+++ DOCUMENT +++

Comment les citoyens peuvent-ils se préparer à résister contre ces mesures: maîtriser les sujets et enjeux, monter des contre-argumentaires ?
Pour ce qui est des argumentaires, il faut faire confiance au salariat français qui est un des plus éduqué du monde contre le libéralisme : il a su résister à 66% contre le bourrage de crâne sur les retraites, voter à 50% en 2004 contre la droite, voter à 55% contre le TCE le 29 mai 2005 (en dépit du bourrage de crâne de 90% des médias), il a encore voté à 51% a gauche les 9 et 16 mars aux municipales, un vrai raz-de-marée à gauche ! La seule anomalie est l’élection de ce Bling-bling le 6 mai 2007 : c’est dû à une candidate, son adversaire, particulièrement décevante par le contenu de son discours insuffisamment social. Mais la volonté populaire va forcément se frayer son chemin, retrouver les moyens de le bloquer, d’empêcher ses mauvais plans, sans doute, d’abord par une grande explosion sociale de grèves. Et la gauche arrivera bien à trouver des directions à la hauteur de ses espérances.

D'une façon plus générale, quels sont les éléments clés (informations, paramètres économiques incontestables, etc.) qui permettent de mieux cerner les politiques anti-sociales cachées derrière la communication très sociale et médiatisée de Nicolas Sarkozy et de son gouvernement?
Là, c’est trop long à vous répondre : par des livres détaillés, et dans la revue mensuelle “Démocratie & socialisme” (16° année, 24 p., 3€, abo = 10 n° = 30€) j’en fais l’analyse avec mes amis de la gauche socialiste (Jean-Jacques Chavigné, Pierre Ruscassie...).
Il faut vous reporter, vous et vos lecteurs, aux ouvrages que nous publions : “La santé, la vie, l’amour sont précaires, pourquoi le travail ne le serait-il pas ?”, “Carnets d’un inspecteur du travail”, “Retraites : réponse au MEDEF”, “Les caisses noires du patronat”, “Sos Sécu”, “Mai 68 histoire sans fin”.
Aussi à  www.democratie-socialisme.org notre site qui traite de tout cela au jour le jour.



Loi de modernisation du contrat de travail = loi de régression sociale
Flexi-sécurité = Foutaise.

(Extraits d’un texte de Gérard Filoche que l’on peut trouver en version complète sur le site : www.democratie-socialisme.org)

+++ LISTING +++

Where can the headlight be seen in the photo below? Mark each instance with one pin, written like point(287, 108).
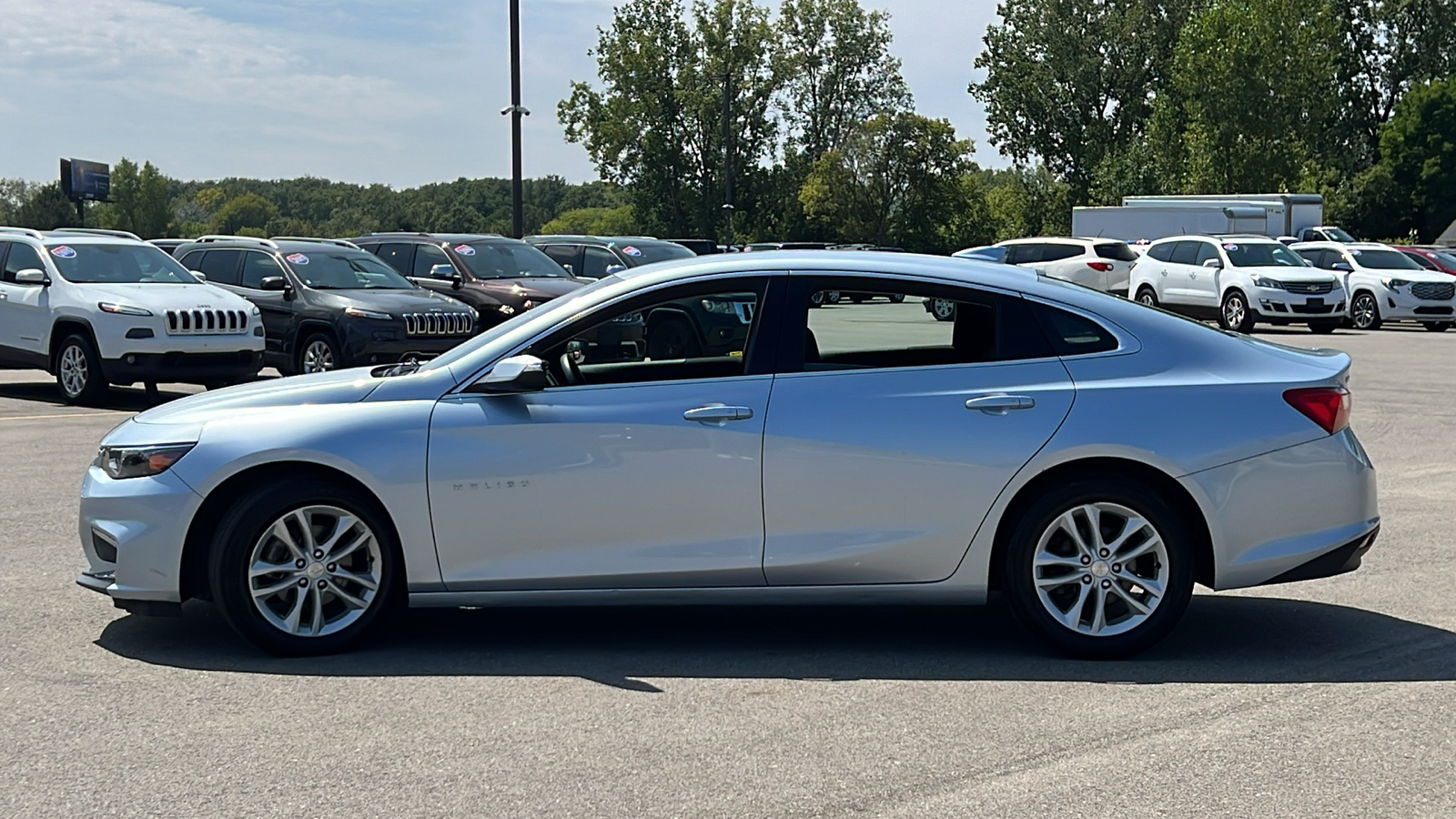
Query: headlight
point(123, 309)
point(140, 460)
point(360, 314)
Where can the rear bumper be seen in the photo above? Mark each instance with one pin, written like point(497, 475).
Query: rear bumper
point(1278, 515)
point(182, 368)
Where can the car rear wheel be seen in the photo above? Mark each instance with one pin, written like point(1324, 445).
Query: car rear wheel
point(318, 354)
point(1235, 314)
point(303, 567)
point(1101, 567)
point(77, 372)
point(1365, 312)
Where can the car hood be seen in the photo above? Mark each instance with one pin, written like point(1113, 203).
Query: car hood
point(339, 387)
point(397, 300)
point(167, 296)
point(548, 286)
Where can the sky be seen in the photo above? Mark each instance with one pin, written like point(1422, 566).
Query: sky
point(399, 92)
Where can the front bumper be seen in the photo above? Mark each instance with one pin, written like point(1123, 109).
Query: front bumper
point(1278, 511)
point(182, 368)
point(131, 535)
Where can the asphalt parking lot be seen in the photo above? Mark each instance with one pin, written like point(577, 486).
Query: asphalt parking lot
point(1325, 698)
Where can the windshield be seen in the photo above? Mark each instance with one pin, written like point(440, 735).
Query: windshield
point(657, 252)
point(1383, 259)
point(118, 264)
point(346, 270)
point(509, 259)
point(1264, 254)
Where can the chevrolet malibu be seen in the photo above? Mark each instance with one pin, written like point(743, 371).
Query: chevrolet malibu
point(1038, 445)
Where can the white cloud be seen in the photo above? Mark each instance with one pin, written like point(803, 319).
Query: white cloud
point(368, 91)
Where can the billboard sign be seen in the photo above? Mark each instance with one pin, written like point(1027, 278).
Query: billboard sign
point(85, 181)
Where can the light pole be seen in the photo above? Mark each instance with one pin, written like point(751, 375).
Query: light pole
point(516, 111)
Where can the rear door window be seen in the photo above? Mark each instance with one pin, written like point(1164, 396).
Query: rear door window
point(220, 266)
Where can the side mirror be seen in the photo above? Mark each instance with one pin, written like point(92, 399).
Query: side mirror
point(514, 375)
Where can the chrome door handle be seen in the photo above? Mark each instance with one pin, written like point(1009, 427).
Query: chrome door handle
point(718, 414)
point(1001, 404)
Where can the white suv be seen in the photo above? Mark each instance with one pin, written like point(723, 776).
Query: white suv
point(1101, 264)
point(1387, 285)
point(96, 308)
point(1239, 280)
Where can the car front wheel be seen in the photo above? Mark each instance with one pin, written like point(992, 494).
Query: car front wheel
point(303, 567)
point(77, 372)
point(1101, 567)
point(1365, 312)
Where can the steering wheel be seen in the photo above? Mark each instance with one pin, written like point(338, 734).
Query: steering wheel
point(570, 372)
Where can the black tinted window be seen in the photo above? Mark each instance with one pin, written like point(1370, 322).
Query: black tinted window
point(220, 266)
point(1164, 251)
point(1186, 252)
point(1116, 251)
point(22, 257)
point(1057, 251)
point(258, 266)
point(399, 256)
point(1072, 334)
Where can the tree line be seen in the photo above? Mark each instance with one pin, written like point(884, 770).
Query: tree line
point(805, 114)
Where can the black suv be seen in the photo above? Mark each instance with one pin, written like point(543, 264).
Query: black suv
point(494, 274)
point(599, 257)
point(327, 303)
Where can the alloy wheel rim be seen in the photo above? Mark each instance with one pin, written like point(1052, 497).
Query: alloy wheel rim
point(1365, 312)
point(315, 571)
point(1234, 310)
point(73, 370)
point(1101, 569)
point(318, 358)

+++
+++ LISTING +++

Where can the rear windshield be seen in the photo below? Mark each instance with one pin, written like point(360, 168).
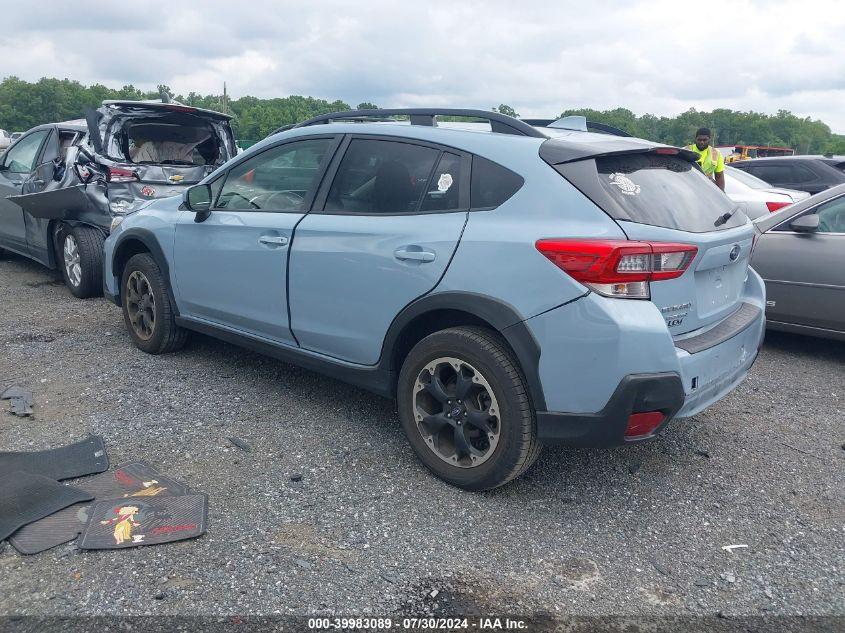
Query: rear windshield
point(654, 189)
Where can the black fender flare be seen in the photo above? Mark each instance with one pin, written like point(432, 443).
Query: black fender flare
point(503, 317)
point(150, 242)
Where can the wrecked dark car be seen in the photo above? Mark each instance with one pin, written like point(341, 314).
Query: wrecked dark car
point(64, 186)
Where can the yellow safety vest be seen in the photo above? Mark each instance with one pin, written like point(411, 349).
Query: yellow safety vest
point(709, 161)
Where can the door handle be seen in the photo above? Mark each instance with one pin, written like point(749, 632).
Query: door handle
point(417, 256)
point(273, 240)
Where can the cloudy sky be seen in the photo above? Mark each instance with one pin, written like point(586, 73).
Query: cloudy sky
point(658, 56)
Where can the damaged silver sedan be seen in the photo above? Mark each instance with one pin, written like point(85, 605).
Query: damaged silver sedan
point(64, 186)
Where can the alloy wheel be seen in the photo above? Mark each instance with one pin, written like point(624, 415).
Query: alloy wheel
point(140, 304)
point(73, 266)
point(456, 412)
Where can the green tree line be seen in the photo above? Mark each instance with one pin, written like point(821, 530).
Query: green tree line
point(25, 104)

+++

> CONSIGNE
Dans le texte sur la politique sociale de Nicolas Sarkozy, reprenez le passage qui commence aux mots "Là, c’est trop" et s'arrête après "jour le jour.", en renommant "revue mensuelle" en "publication mensuelle".

> CORRIGÉ
Là, c’est trop long à vous répondre : par des livres détaillés, et dans la publication mensuelle “Démocratie & socialisme” (16° année, 24 p., 3€, abo = 10 n° = 30€) j’en fais l’analyse avec mes amis de la gauche socialiste (Jean-Jacques Chavigné, Pierre Ruscassie...).
Il faut vous reporter, vous et vos lecteurs, aux ouvrages que nous publions : “La santé, la vie, l’amour sont précaires, pourquoi le travail ne le serait-il pas ?”, “Carnets d’un inspecteur du travail”, “Retraites : réponse au MEDEF”, “Les caisses noires du patronat”, “Sos Sécu”, “Mai 68 histoire sans fin”.
Aussi à  www.democratie-socialisme.org notre site qui traite de tout cela au jour le jour.